Start of Block
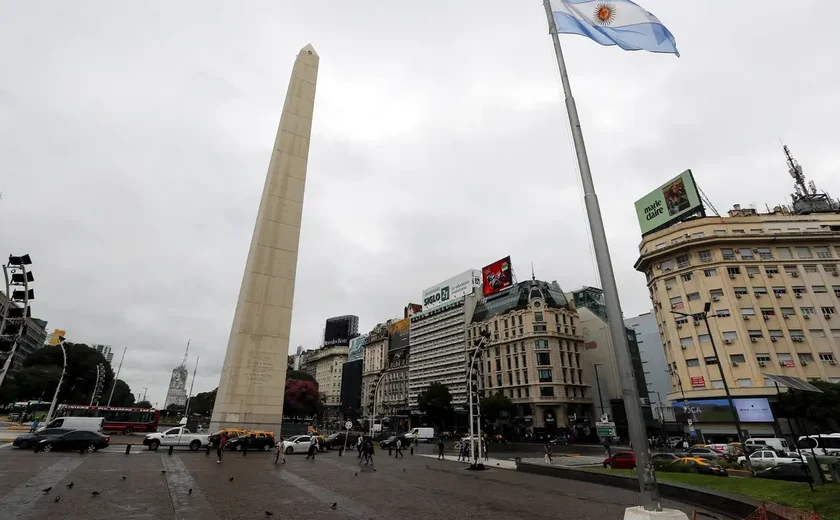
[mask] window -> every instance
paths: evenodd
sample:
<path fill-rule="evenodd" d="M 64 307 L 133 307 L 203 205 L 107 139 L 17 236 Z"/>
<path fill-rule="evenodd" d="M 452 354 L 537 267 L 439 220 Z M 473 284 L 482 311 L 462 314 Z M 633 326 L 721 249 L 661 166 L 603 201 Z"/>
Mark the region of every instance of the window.
<path fill-rule="evenodd" d="M 502 386 L 502 374 L 496 374 L 496 386 Z"/>
<path fill-rule="evenodd" d="M 779 339 L 785 337 L 785 335 L 780 330 L 768 330 L 767 333 L 770 334 L 771 338 Z"/>
<path fill-rule="evenodd" d="M 507 345 L 507 355 L 510 355 L 510 345 Z"/>
<path fill-rule="evenodd" d="M 735 260 L 735 250 L 732 248 L 725 247 L 720 250 L 720 254 L 724 260 Z"/>
<path fill-rule="evenodd" d="M 685 360 L 685 366 L 687 367 L 699 367 L 700 361 L 697 358 L 691 358 Z"/>
<path fill-rule="evenodd" d="M 500 370 L 502 370 L 502 360 L 497 359 L 496 360 L 496 371 L 500 371 Z"/>
<path fill-rule="evenodd" d="M 779 255 L 779 258 L 782 260 L 792 260 L 793 255 L 790 252 L 789 247 L 777 247 L 776 254 Z"/>
<path fill-rule="evenodd" d="M 534 321 L 545 321 L 545 320 L 543 320 L 543 313 L 535 312 L 534 313 Z"/>
<path fill-rule="evenodd" d="M 712 261 L 712 251 L 709 249 L 698 251 L 697 256 L 700 257 L 701 262 L 707 263 Z"/>
<path fill-rule="evenodd" d="M 799 297 L 801 297 L 803 294 L 808 292 L 807 290 L 805 290 L 805 287 L 803 287 L 801 285 L 798 285 L 798 286 L 795 285 L 795 286 L 791 287 L 791 290 L 793 290 L 793 295 L 794 296 L 799 296 Z"/>
<path fill-rule="evenodd" d="M 540 369 L 537 372 L 540 377 L 540 383 L 551 383 L 551 369 Z"/>
<path fill-rule="evenodd" d="M 677 325 L 685 325 L 688 323 L 688 318 L 675 318 L 674 323 Z"/>
<path fill-rule="evenodd" d="M 709 291 L 709 296 L 712 298 L 723 298 L 723 289 L 712 289 Z"/>
<path fill-rule="evenodd" d="M 515 368 L 519 368 L 519 357 L 517 357 L 517 356 L 513 357 L 513 365 L 514 365 Z M 516 374 L 516 379 L 519 379 L 519 374 L 518 373 Z M 518 382 L 519 381 L 517 381 L 517 383 Z"/>
<path fill-rule="evenodd" d="M 814 285 L 814 286 L 812 286 L 812 287 L 811 287 L 811 289 L 812 289 L 815 293 L 826 293 L 826 292 L 828 292 L 828 291 L 825 289 L 825 285 Z"/>
<path fill-rule="evenodd" d="M 755 309 L 753 309 L 752 307 L 746 307 L 744 309 L 741 309 L 741 316 L 755 316 Z"/>
<path fill-rule="evenodd" d="M 733 287 L 735 296 L 746 296 L 749 294 L 746 287 Z"/>
<path fill-rule="evenodd" d="M 770 316 L 775 316 L 775 315 L 776 315 L 776 309 L 774 309 L 773 307 L 762 307 L 761 308 L 761 316 L 765 320 L 769 320 Z"/>
<path fill-rule="evenodd" d="M 537 366 L 551 365 L 551 354 L 548 352 L 537 352 Z"/>
<path fill-rule="evenodd" d="M 523 343 L 523 345 L 524 345 L 524 343 Z M 528 360 L 525 358 L 525 354 L 522 354 L 522 367 L 523 368 L 528 367 Z M 525 374 L 525 382 L 526 383 L 528 382 L 528 374 Z"/>
<path fill-rule="evenodd" d="M 674 296 L 670 299 L 671 310 L 678 310 L 683 308 L 682 296 Z"/>
<path fill-rule="evenodd" d="M 715 235 L 725 235 L 725 234 L 726 234 L 725 229 L 716 229 L 715 230 Z"/>
<path fill-rule="evenodd" d="M 674 283 L 677 281 L 677 278 L 672 276 L 670 278 L 665 278 L 665 290 L 670 291 L 671 287 L 674 286 Z M 565 315 L 564 315 L 565 316 Z"/>
<path fill-rule="evenodd" d="M 732 234 L 733 234 L 733 235 L 743 235 L 743 234 L 744 234 L 744 230 L 743 230 L 743 229 L 733 229 L 733 230 L 732 230 Z"/>
<path fill-rule="evenodd" d="M 831 250 L 828 246 L 816 246 L 814 250 L 817 252 L 817 258 L 831 258 Z"/>
<path fill-rule="evenodd" d="M 712 388 L 723 388 L 723 381 L 720 379 L 712 381 Z"/>
<path fill-rule="evenodd" d="M 770 354 L 756 354 L 755 360 L 759 363 L 769 363 L 770 362 Z"/>
<path fill-rule="evenodd" d="M 826 316 L 831 315 L 831 314 L 837 314 L 837 309 L 835 309 L 834 307 L 820 307 L 820 310 Z"/>
<path fill-rule="evenodd" d="M 762 295 L 767 294 L 767 287 L 753 287 L 753 294 L 760 298 Z"/>
<path fill-rule="evenodd" d="M 729 359 L 733 363 L 746 363 L 747 362 L 747 359 L 744 357 L 743 354 L 732 354 L 732 355 L 729 356 Z"/>
<path fill-rule="evenodd" d="M 834 291 L 834 296 L 840 298 L 840 285 L 832 285 L 831 290 Z"/>
<path fill-rule="evenodd" d="M 735 384 L 740 386 L 741 388 L 746 388 L 752 386 L 752 379 L 744 378 L 744 379 L 736 379 Z"/>
<path fill-rule="evenodd" d="M 793 363 L 793 356 L 791 356 L 787 352 L 777 352 L 776 357 L 779 358 L 779 364 L 780 365 L 786 365 L 788 363 Z"/>
<path fill-rule="evenodd" d="M 781 311 L 782 317 L 785 319 L 788 319 L 790 316 L 796 314 L 796 311 L 793 309 L 793 307 L 782 307 L 781 309 L 779 309 L 779 311 Z"/>
<path fill-rule="evenodd" d="M 696 302 L 696 301 L 700 300 L 700 293 L 699 292 L 689 293 L 687 295 L 687 297 L 688 297 L 688 301 Z"/>
<path fill-rule="evenodd" d="M 688 267 L 691 265 L 691 262 L 688 261 L 688 255 L 678 255 L 677 256 L 677 267 L 682 269 L 683 267 Z"/>
<path fill-rule="evenodd" d="M 534 323 L 534 332 L 545 332 L 548 330 L 545 323 Z"/>
<path fill-rule="evenodd" d="M 752 278 L 753 276 L 755 276 L 757 274 L 761 274 L 761 270 L 758 267 L 753 266 L 753 265 L 747 267 L 747 276 Z"/>
<path fill-rule="evenodd" d="M 519 378 L 519 374 L 516 374 L 516 377 L 517 377 L 517 378 Z M 517 381 L 517 383 L 518 383 L 518 382 L 519 382 L 519 381 Z M 522 389 L 521 389 L 521 388 L 517 388 L 517 389 L 516 389 L 516 397 L 517 397 L 517 398 L 522 397 Z"/>
<path fill-rule="evenodd" d="M 813 307 L 800 307 L 799 311 L 803 316 L 813 316 L 815 314 Z"/>
<path fill-rule="evenodd" d="M 747 334 L 749 335 L 750 338 L 760 338 L 763 335 L 761 333 L 761 330 L 756 330 L 756 329 L 748 330 Z"/>
<path fill-rule="evenodd" d="M 793 228 L 791 228 L 791 229 L 793 229 Z M 796 230 L 799 231 L 799 228 L 796 228 Z M 797 248 L 794 248 L 794 250 L 796 251 L 796 257 L 797 258 L 801 258 L 803 260 L 808 260 L 808 259 L 814 258 L 814 255 L 811 254 L 811 248 L 810 247 L 797 247 Z"/>
<path fill-rule="evenodd" d="M 694 338 L 680 338 L 680 345 L 683 347 L 693 347 L 694 346 Z"/>
<path fill-rule="evenodd" d="M 787 294 L 787 289 L 785 287 L 779 287 L 779 286 L 773 287 L 773 294 L 775 294 L 776 296 L 781 296 L 783 294 Z"/>
<path fill-rule="evenodd" d="M 805 269 L 806 273 L 816 273 L 817 272 L 816 264 L 805 264 L 803 266 L 803 268 Z"/>
<path fill-rule="evenodd" d="M 799 354 L 799 363 L 806 365 L 814 360 L 814 356 L 809 353 Z"/>
<path fill-rule="evenodd" d="M 684 282 L 690 282 L 691 280 L 694 279 L 694 273 L 681 274 L 680 278 L 682 278 L 682 281 L 684 281 Z"/>
<path fill-rule="evenodd" d="M 729 275 L 730 278 L 735 278 L 736 275 L 741 274 L 740 267 L 727 267 L 726 273 Z"/>
<path fill-rule="evenodd" d="M 831 329 L 832 338 L 840 338 L 840 329 Z"/>
<path fill-rule="evenodd" d="M 547 339 L 538 339 L 534 341 L 534 350 L 545 350 L 548 348 Z"/>
<path fill-rule="evenodd" d="M 706 278 L 711 278 L 712 276 L 717 276 L 717 269 L 703 269 L 703 274 L 706 275 Z"/>
<path fill-rule="evenodd" d="M 519 316 L 519 326 L 520 327 L 522 326 L 522 316 L 521 315 Z"/>
<path fill-rule="evenodd" d="M 528 382 L 528 374 L 525 374 L 525 382 L 526 383 Z M 530 388 L 525 389 L 525 397 L 526 398 L 531 397 L 531 389 Z"/>
<path fill-rule="evenodd" d="M 753 259 L 753 251 L 749 247 L 742 247 L 738 249 L 738 253 L 741 255 L 741 258 L 744 260 L 752 260 Z"/>
<path fill-rule="evenodd" d="M 554 397 L 554 387 L 553 386 L 541 386 L 540 387 L 540 397 Z"/>
<path fill-rule="evenodd" d="M 711 343 L 712 338 L 708 334 L 698 334 L 697 339 L 700 340 L 700 343 Z"/>
<path fill-rule="evenodd" d="M 705 357 L 703 358 L 703 361 L 705 361 L 707 365 L 717 365 L 717 358 L 714 356 Z"/>
<path fill-rule="evenodd" d="M 834 354 L 831 352 L 820 352 L 820 361 L 834 361 Z"/>
<path fill-rule="evenodd" d="M 706 236 L 706 233 L 702 231 L 698 231 L 696 233 L 691 234 L 691 238 L 703 238 L 704 236 Z"/>
<path fill-rule="evenodd" d="M 773 253 L 770 252 L 769 247 L 759 247 L 758 248 L 758 257 L 762 260 L 772 260 Z"/>
<path fill-rule="evenodd" d="M 790 329 L 790 339 L 796 342 L 805 341 L 805 335 L 802 333 L 802 329 Z"/>
<path fill-rule="evenodd" d="M 799 276 L 799 268 L 796 267 L 795 265 L 786 265 L 786 266 L 784 266 L 784 269 L 785 269 L 785 273 L 788 274 L 789 276 L 792 276 L 794 278 Z"/>
<path fill-rule="evenodd" d="M 724 341 L 735 341 L 736 339 L 738 339 L 738 333 L 734 330 L 725 331 L 723 333 L 723 339 Z"/>
<path fill-rule="evenodd" d="M 777 274 L 779 274 L 779 268 L 776 267 L 775 265 L 768 265 L 767 267 L 764 268 L 764 273 L 767 276 L 771 276 L 771 277 L 776 276 Z"/>
<path fill-rule="evenodd" d="M 773 381 L 772 379 L 770 379 L 769 377 L 764 378 L 764 386 L 772 387 L 772 386 L 775 386 L 775 385 L 776 385 L 776 382 Z"/>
End of Block
Assignment: Copy the lines above exactly, beginning at the line that has "64 307 L 133" and stopping after the line that has "452 354 L 537", and omit the rest.

Solution to this task:
<path fill-rule="evenodd" d="M 64 307 L 133 307 L 203 205 L 107 139 L 17 236 Z"/>
<path fill-rule="evenodd" d="M 452 354 L 537 267 L 439 220 Z M 473 284 L 482 311 L 462 314 Z M 633 326 L 721 249 L 661 166 L 603 201 Z"/>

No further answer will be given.